### Exercise objective:
Reproduce the complete listing without any deviation.

### Material to process:
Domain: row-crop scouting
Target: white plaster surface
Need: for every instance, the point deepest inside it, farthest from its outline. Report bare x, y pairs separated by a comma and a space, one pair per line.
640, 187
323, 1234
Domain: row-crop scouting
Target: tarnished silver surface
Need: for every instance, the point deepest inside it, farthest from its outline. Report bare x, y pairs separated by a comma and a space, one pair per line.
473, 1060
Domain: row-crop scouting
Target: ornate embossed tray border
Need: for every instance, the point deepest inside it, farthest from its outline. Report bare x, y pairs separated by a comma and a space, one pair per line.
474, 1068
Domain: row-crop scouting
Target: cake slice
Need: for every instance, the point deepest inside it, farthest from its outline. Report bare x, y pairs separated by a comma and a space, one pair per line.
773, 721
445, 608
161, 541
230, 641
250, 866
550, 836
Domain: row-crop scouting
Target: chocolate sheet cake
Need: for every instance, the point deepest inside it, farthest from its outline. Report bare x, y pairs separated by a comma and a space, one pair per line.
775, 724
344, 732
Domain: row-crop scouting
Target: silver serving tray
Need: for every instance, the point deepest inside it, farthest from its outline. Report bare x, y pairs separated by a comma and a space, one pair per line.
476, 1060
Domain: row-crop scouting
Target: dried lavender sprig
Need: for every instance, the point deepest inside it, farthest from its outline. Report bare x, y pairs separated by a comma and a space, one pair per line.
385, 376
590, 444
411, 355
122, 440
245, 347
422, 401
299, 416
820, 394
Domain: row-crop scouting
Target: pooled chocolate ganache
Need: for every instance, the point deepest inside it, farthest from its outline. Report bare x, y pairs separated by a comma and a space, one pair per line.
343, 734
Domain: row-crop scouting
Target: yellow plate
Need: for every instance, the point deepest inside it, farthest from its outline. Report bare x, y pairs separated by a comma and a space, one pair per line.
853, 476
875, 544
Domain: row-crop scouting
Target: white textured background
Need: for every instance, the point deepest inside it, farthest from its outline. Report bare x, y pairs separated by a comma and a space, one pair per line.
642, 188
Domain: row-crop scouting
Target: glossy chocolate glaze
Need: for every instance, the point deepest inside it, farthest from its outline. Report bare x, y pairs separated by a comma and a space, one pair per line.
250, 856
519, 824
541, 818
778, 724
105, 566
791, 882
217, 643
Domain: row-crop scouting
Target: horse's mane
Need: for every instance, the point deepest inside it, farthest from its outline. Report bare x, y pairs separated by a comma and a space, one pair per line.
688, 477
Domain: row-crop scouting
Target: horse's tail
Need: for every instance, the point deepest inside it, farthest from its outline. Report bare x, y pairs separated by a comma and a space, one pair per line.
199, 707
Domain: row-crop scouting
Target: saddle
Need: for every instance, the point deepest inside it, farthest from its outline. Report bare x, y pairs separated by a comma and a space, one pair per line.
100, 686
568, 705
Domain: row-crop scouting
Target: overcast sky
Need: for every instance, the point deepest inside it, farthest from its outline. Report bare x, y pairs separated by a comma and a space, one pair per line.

### Response:
Domain: row-crop scouting
Target: white plaster surface
Need: for every instance, the point deepest inside it, farthest from its outline. Report bare x, y pairs separated by a comma and a space, one pair per line.
640, 187
323, 1234
Domain: row-crop scouting
Target: tarnished silver surface
Need: for every instance, the point deepest inside it, farthest from its outline. Report bare x, y pairs separated by a comma and a space, one pair per line.
473, 1060
Domain: row-crop scouting
Target: ornate embossed tray border
Need: for every instance, the point deepest inside it, farthest from its outline. Report bare x, y pairs separated by a comma and a space, one pair per line.
474, 1068
Domain: row-crop scouting
Target: cake slice
Need: for every instance, the point deepest inside it, farthest from its outline. Report bare x, y pairs separated by a comma and a space, one pair per line.
773, 721
445, 608
161, 541
230, 641
250, 866
550, 836
Domain: row-crop scouting
Target: chocolate sheet cake
Need: for every instance, the point deepest inside it, farthest from its outline. Report bare x, y pairs separated by a comma and a space, one pair per line.
775, 724
344, 732
Domain: row-crop scouting
Target: silver serving tray
Need: for every instance, the point deepest inside it, farthest from its outline. Report bare x, y pairs separated by a comma and a space, one pair per line.
476, 1060
Domain: row-crop scouting
Target: dried lavender sprig
Need: for every instance, the point deepest inside it, farthest from its outline. Report bare x, y pairs separated by a comma and a space, one pair per line.
385, 376
590, 444
411, 355
122, 440
245, 347
422, 401
299, 416
820, 394
Domain: row-crop scouting
Target: pooled chocolate ganache
Need: for every instance, the point deepest inside it, farthest from its outline. Report bare x, y pairs separated by a comma and a space, one pair per line.
343, 734
Domain: row-crop scouting
Target: yellow plate
Need: for every instance, the point deepest inside it, farthest from its outline. Report bare x, y pairs separated by a comma and a space, one pair per line.
853, 476
875, 544
Domain: row-crop scouting
Target: white textured background
Need: for every instance, the point deepest inside it, farthest from its outline. Report bare x, y pairs separated by a comma and a space, one pair per line.
642, 188
Domain: row-crop scouting
Target: glossy chocolate glaze
Need: for every instance, the point deepest inside it, farthest from its outline. Report bare x, y pairs separated by a comma and a space, one pair per line.
250, 856
519, 824
541, 818
778, 724
105, 566
791, 882
217, 643
Domain: row-crop scouting
Target: horse's mane
Need: for every instance, the point deepest inside it, farthest from its outline. Report bare x, y pairs separated by a comma and a space, one pair per line.
688, 477
Domain: row-crop scouting
Target: horse's tail
Need: for every instance, the point deepest inside it, farthest from its outline. Report bare x, y pairs separated by a comma and a space, one pair per line.
199, 707
Domain: row-crop scouting
Target: saddle
Need: for every instance, the point deepest inside it, farthest from its outline. Report bare x, y pairs separated by a comma and a space, one pair per line.
100, 686
568, 705
Domain: row-crop scouting
Target: overcast sky
Need: for every instance, the point deepest inside it, farthest from its outline. Report bare x, y pairs separated by a comma and a space, one pair per line.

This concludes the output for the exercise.